◆ **SET TASK**
Reproduce every one of the rows below word for word, with no changes.

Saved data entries
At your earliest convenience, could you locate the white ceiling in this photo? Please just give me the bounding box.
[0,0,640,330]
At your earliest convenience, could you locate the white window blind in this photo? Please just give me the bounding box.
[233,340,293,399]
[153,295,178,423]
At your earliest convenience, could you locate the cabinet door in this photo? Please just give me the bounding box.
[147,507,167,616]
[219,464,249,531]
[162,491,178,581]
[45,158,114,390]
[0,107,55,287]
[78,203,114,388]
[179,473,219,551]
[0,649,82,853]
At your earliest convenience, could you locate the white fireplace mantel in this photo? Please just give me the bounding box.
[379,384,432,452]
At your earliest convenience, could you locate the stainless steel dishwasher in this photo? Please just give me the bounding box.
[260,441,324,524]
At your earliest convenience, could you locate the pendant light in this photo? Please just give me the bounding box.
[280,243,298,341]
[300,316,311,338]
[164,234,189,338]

◆ **WORKED SOLUTION**
At your earliest convenience, could you locate the white ceiling in this photo? Please just give me the bounding box.
[0,0,640,330]
At your earliest convenience, could you locate the white window blind in this photo? Please just give me the bounding box.
[233,340,293,399]
[153,295,178,423]
At your earliest convenience, could you locate the cabinet door in this photo? Please just give me the bounding box.
[147,507,167,616]
[219,464,249,531]
[162,491,178,581]
[45,158,114,390]
[0,107,55,287]
[78,203,114,388]
[179,473,219,551]
[0,649,82,853]
At your earliest convenience, could you locate the white fireplace mantel in this photo? Please just give me the bounding box.
[379,384,432,452]
At your earliest convenience, could you locate the stainless steel dishwasher in this photo? Please just give me the bounding box.
[260,441,324,524]
At your earliest convenience, could you locate the pendant light in this photo? Please just give me the bounding box.
[280,243,298,341]
[300,316,311,338]
[164,234,189,338]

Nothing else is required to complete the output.